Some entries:

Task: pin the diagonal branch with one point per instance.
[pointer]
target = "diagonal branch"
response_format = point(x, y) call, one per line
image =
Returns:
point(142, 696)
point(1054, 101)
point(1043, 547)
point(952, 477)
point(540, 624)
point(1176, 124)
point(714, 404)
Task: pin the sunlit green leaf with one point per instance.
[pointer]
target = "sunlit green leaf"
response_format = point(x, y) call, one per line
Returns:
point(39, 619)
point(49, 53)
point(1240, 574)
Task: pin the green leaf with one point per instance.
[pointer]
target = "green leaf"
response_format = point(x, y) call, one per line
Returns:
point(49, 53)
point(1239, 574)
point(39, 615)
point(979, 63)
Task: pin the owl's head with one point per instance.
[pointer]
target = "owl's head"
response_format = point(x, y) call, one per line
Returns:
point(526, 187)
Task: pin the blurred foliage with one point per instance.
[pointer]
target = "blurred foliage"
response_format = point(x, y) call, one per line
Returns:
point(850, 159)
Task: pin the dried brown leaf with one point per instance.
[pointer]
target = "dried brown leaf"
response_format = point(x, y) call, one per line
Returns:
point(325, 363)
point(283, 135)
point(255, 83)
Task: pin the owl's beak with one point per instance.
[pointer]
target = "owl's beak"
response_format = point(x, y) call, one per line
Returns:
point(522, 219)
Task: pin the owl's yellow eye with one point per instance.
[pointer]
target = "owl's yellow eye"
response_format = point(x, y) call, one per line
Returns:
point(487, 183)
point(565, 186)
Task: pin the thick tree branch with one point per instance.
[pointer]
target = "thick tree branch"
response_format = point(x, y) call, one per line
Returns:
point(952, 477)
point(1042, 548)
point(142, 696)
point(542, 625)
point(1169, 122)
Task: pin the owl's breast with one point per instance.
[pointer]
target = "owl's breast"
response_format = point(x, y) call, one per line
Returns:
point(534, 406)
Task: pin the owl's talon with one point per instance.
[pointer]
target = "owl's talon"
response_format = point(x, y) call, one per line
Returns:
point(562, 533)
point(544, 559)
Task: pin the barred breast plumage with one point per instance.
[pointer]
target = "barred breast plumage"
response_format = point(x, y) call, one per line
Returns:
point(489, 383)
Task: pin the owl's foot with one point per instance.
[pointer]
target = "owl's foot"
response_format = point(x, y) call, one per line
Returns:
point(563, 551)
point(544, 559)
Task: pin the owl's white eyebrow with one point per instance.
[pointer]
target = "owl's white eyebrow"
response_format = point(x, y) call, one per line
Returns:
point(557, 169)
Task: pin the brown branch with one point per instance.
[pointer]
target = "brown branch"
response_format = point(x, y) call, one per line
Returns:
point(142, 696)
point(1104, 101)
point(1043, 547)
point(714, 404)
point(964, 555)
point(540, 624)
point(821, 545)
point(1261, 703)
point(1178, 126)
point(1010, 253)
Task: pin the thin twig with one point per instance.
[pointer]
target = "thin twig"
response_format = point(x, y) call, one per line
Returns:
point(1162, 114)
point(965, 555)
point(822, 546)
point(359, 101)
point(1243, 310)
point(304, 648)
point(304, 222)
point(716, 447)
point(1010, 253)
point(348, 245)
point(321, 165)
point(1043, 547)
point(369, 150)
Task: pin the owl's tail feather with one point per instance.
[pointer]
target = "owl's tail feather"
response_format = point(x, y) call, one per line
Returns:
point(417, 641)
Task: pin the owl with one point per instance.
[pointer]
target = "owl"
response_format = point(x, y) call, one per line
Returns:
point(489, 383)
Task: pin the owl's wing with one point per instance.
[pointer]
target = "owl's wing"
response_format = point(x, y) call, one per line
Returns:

● **PROBLEM**
Rewrite every entry above, swapping "one point per instance" for "a single point for each instance" at each occurrence and leaving everything else untouched.

● **THE OUTPUT**
Task: pin the diagonal branch with a single point for each instance.
[pointer]
target = "diagonal branch"
response_format = point(x, y) call, one per line
image =
Returns:
point(142, 696)
point(1054, 101)
point(1043, 547)
point(952, 477)
point(540, 624)
point(1176, 124)
point(714, 404)
Task: pin the sunlit green leaf with a single point for each instance.
[pointer]
target = "sunlit green leaf"
response_format = point(x, y) call, one per line
Returns:
point(39, 619)
point(49, 53)
point(1240, 574)
Task: pin the green leaf with a single point for each instance.
[pointer]
target = "green leaf"
response_format = point(x, y) call, one per line
Returns:
point(49, 53)
point(1239, 574)
point(39, 615)
point(979, 63)
Task: pin the owl's head with a single point for each instance.
[pointer]
target = "owl's head"
response_format = point(x, y) call, one per line
Returns:
point(526, 187)
Task: pin the blurred foliage with a single point for each instance.
[pointer]
target = "blurred foliage"
response_format = point(x, y) call, one per line
Returns:
point(850, 159)
Task: pin the dried brown leaf with a single point for each instance.
[pointer]
target = "dried brown leaf"
response_format = point(x, y) call, one per line
Returns:
point(325, 363)
point(283, 135)
point(255, 83)
Task: pin the owl's beak with a single point for each instance.
[pointer]
target = "owl's beak"
response_format = point(x, y) call, one per line
Returns:
point(522, 219)
Task: pin the owl's yellow eye with a single point for each instance.
[pointer]
target = "owl's yellow eye"
response_format = point(x, y) call, one per line
Returns:
point(487, 183)
point(565, 186)
Task: pin the thick tree branch with a single point for each instance.
[pointer]
target = "thick tree branch"
response_format = point(x, y) call, one per line
Returns:
point(952, 477)
point(1042, 548)
point(142, 696)
point(542, 625)
point(1169, 122)
Task: pin the owl's breast with a single point for each instance.
[pointer]
target = "owl's breast"
response_format = point(x, y) call, one per line
Returns:
point(534, 406)
Task: pin the owl's talon with a single point for each instance.
[pointer]
target = "owl's talon"
response_format = point(x, y) call, one per line
Returns:
point(562, 533)
point(544, 559)
Task: pin the barred breast plumage with a single point for each instance.
[pointer]
target = "barred breast plumage"
response_format = point(x, y) call, one per line
Returns:
point(489, 383)
Task: pin the owl's foot with a single point for each instance.
[pointer]
target = "owl's foot"
response_format = point(x, y) call, one per line
Returns:
point(563, 551)
point(544, 559)
Task: pin the owl's white eyebrow with a single point for each instance.
[pointer]
target = "owl's white eyebrow"
response_format = point(x, y) call, one per line
Returns:
point(557, 169)
Task: pin the brown branch with a single point for each instance.
[pointer]
target = "brown branch"
response_format = point(x, y) call, one per line
Returns:
point(142, 696)
point(1104, 101)
point(1043, 547)
point(714, 404)
point(964, 555)
point(540, 624)
point(821, 545)
point(1261, 703)
point(1178, 126)
point(1010, 253)
Task: pin the thin twig with a single point for each instance.
[pointer]
target = "thin twig"
response_format = point(x, y) call, one per line
Returns:
point(1162, 114)
point(965, 555)
point(822, 546)
point(359, 101)
point(1243, 310)
point(304, 648)
point(304, 222)
point(716, 447)
point(1010, 253)
point(348, 245)
point(321, 165)
point(1043, 547)
point(369, 150)
Task: pin the owl's tail feather with a single point for each instance.
[pointer]
target = "owl's tail feather"
response_format = point(x, y) call, one per line
Returns:
point(417, 641)
Task: pin the owl with a single point for each instance.
[pointer]
target = "owl"
response_format = point(x, y) call, one per line
Returns:
point(489, 383)
Task: pin the owl's wing with a single point for each instance.
[pointer]
target = "owl's wing"
response_format = point(x, y) call, one per line
Returns:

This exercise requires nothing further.